Opdracht 1
Hernoem in de vermeldingen "instance" naar "occurrence", van de regel met "point_to(query) answers the photo below, returning" tot en met de regel met "x=644, y=132". Geef alsjeblieft alleen die regels opnieuw, verder ongewijzigd.

Tunturi T90 Rehab Treadmill User Manual


 
NL
HANDLEIDING
T90
45
TRAININGSKEUZE
Druk de SELECT-toets zo lang in, totdat het
signaallampje brandt naast de door u gewenste
training. U kunt dus kiezen:
1. een manueel doorgevoerde oefening, waarbij u
zelf tijdens de training zowel de snelheid als de hoek
kunt regelen;
2. een hartslagaangepaste HRC-training, waarbij
de lootrainer automatisch wordt geregeld zodat u
permanent bij de door u ingestelde hartslag traint.
Zulke hartslagaangepaste profielen vereisen altijd
het gebruik van de hartslaggordel;
3. conditietest: de mat biedt twee
testmogelijkheden, een wandeltest van 2 km of een
Coopertest van 12 minuten.
4. een voorgegeven trainingsprofiel, waarbij de
snelheid/hellingshoek of het hartslaggniveau op
een vooraf ingestelde manier afwisselen.
P1: MANUELE TRAINING
Direct beginnen:
1. Manuele training is de uitgangsinstelling van de
lootrainer. U kunt de training direct beginnen door
op de START-toets te drukken. De mat beweegt nu
met een snelheid van 1,5 km/h.
Begin via programmakeuze:
2. Druk de SELECT-toets in, totdat het signaallampje
naast de MANUAL-tekst brandt. Met de ENTER-toets
bevestigt u de instelling.
3. Druk de START-toets in. De mat beweegt nu met
een snelheid van 1,5 km/h. U kunt deze snelheid
verder regelen met de Haas/Schildpad-toetsen en
met SPEED toets. Om de minuut verschijnen op
het profieldisplay de snelheidsgegevens van de
training. Na verloop van 20 minuten verdwijnt het
displaybeeld van de monitor naar links en kunt u de
snelheidsgegevens van de afgelopen 20 minuten
aflezen. Als u tijdens de training op SELECT drukt,
komen op de monitor de cumulatieve snelheids-,
hellings-, hartslag- en atletiekprofiel te staan.
4. Door tijdens de training de STOP-toets 1 x in te
drukken, staat de mat stil en gaat in een vijf minuten
durende pauzetijd over. Gedurende deze tijd kunt u
de onderbroken training voortzetten door de START-
toets te drukken. Door twee keer op de STOP-knop
te drukken, beëindigt u het trainingsprogramma;
het display toont de gegevens over de geleverde
prestatie en gaat terug in de startmodus.
P2: HARTSLAGGESTUURDE TRAINING
Gecontroleerde hartslagtrainingen geven de
mogelijkheid tot training op een gewenst
hartslagniveau. Hartslagaangepaste profielen
veronderstellen altijd het gebruik van de
borstband. Als de hartslagmeting niet functioneert,
verschijnt er in het tekstveld het foutteken CHECK
TRANSMITTER. Dan moet u controleren of u de
gegeven aanwijzingen voor het gebruik van de
borstband hebt opgevolgd.

Aangeleverde gegevens
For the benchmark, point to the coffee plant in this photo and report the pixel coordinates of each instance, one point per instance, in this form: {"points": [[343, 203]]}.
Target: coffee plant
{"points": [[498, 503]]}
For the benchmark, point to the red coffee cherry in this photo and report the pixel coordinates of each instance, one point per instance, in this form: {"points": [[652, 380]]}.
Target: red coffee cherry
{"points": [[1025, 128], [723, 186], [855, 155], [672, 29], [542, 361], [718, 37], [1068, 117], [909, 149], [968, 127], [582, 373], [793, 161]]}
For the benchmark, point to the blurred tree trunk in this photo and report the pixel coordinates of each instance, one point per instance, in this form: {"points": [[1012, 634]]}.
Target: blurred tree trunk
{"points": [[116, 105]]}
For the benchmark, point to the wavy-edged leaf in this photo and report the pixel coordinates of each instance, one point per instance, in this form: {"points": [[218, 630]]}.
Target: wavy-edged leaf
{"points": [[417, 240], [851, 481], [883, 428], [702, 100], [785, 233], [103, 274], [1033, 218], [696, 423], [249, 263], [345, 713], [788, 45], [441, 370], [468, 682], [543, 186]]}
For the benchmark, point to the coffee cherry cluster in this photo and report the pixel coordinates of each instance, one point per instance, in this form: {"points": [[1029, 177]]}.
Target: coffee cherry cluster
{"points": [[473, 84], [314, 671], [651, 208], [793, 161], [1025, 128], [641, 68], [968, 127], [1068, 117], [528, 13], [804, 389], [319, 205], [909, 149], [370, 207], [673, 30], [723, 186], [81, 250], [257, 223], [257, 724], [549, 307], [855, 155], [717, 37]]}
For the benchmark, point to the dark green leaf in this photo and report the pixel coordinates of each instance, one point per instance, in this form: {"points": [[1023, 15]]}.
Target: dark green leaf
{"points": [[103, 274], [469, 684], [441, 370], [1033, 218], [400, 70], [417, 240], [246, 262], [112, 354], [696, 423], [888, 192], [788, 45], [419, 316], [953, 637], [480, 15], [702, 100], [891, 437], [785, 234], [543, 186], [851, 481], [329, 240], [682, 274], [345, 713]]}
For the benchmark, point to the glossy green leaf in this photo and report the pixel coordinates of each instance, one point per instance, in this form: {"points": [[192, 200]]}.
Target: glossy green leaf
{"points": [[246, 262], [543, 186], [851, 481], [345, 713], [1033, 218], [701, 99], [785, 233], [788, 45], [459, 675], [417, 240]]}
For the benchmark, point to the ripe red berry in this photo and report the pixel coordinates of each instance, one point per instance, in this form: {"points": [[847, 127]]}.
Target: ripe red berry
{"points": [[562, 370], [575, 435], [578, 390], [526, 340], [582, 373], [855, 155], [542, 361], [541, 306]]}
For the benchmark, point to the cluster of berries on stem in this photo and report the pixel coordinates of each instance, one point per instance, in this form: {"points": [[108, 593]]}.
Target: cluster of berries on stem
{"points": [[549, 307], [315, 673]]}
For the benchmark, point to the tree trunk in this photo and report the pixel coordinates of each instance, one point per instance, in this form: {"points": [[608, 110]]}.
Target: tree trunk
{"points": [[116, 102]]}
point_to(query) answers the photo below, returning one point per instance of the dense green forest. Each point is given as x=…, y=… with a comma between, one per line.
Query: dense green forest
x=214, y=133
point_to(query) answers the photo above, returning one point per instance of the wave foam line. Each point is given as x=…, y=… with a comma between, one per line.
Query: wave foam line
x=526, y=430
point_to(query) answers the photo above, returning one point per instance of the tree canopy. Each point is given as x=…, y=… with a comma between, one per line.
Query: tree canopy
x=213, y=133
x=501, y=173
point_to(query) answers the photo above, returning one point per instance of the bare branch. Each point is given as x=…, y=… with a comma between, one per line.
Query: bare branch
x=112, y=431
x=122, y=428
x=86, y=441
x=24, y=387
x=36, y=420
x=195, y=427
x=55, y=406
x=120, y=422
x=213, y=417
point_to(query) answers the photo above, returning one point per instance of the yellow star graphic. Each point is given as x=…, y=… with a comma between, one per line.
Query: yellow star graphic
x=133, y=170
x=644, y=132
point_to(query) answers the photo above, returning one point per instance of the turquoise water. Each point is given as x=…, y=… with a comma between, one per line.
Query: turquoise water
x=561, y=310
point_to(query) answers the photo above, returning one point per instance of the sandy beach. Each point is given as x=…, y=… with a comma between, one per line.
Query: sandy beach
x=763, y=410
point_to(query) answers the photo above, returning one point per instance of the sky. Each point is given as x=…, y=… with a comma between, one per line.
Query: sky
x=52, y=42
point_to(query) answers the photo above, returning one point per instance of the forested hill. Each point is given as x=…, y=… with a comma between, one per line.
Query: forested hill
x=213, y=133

Opdracht 2
Schrijf de handleiding van de loopband verder, te beginnen na de laatste zin.

Antwoord 1
point_to(query) answers the photo below, returning one point per occurrence of the dense green forest. Each point is given as x=…, y=… with a comma between, one per line.
Query: dense green forest
x=214, y=133
point_to(query) answers the photo above, returning one point per occurrence of the wave foam line. Each point is given as x=…, y=… with a comma between, one per line.
Query: wave foam line
x=526, y=430
point_to(query) answers the photo above, returning one point per occurrence of the tree canopy. Each point is given as x=…, y=… with a comma between, one per line.
Query: tree canopy
x=213, y=133
x=501, y=173
point_to(query) answers the photo above, returning one point per occurrence of the bare branch. Each point is given as x=…, y=… with a comma between, one per line.
Query: bare branch
x=112, y=431
x=122, y=428
x=86, y=441
x=24, y=387
x=36, y=420
x=195, y=427
x=55, y=406
x=120, y=422
x=213, y=417
point_to(query) answers the photo above, returning one point per occurrence of the yellow star graphic. Each point is given as x=…, y=… with a comma between, one per line.
Query: yellow star graphic
x=133, y=170
x=644, y=132

Antwoord 2
1. Druk de SELECT-toets in, totdat het signaallampje
naast de HRC-tekst brandt. Met de ENTER-toets
bevestigt u de instelling.
2. Selecteer met de pijltoetsen een van de volgende
hartslagmodellen:
A) Snelheid besturing = De looptrainer houdt uw
hartslag door middel van de snelheidsbesturing
constant. Indien gewenst is de loophoek ook tijdens
de training te veranderen.
B) Loophoek besturing = De besturing van de
hartslag is door de hellinghoek van de band aan te
passen. In deze mode, wordt de snelheid aangepast
door op het Haas of op de Schildpad-toets te
drukken. Bij deze trainingsvorm regelt u zelf de
snelheid van de lootrainer met de SPEED toets of
met behulp van de haas/schildpad-toetsen.
C) Combinatie = De looptrainer houdt uw hartslag
ook constant door de hellinghoek en de snelheid
evenredig aan te passen.
3. Druk ENTER voor bevestiging van uw keuze.
4. Kies het gewenste hartslagniveau (80-180) met de
pijltoetsen.
5. Druk op de START-toets om training met een
constant hartslagniveau te beginnen. Tijdens
de training kunt u het hartslagniveau met de
pijltoetsen veranderen.
6. Om de minuut verschijnen op het profieldisplay
de snelheidsgegevens van de training. Na verloop
van 20 minuten verdwijnt het displaybeeld van de
monitor naar links en kunt u de snelheidsgegevens
van de afgelopen 20 minuten aflezen. Als u tijdens
de training op SELECT drukt, komen op het monitor
de cumulatieve snelheids-, hellings-, hartslag-
atletiekbaan-profiel te staan.
7. Door tijdens de training de STOP-toets 1 x in te
drukken, staat de mat stil en gaat in een vijf minuten
durende pauzetijd over. Gedurende deze tijd kunt u
de onderbroken training voortzetten door de START-
toets te drukken. Door twee keer op de STOP-knop
te drukken, beëindigt u het trainingsprogramma;
het display toont de gegevens over de geleverde
prestatie en gaat terug in de startmodus.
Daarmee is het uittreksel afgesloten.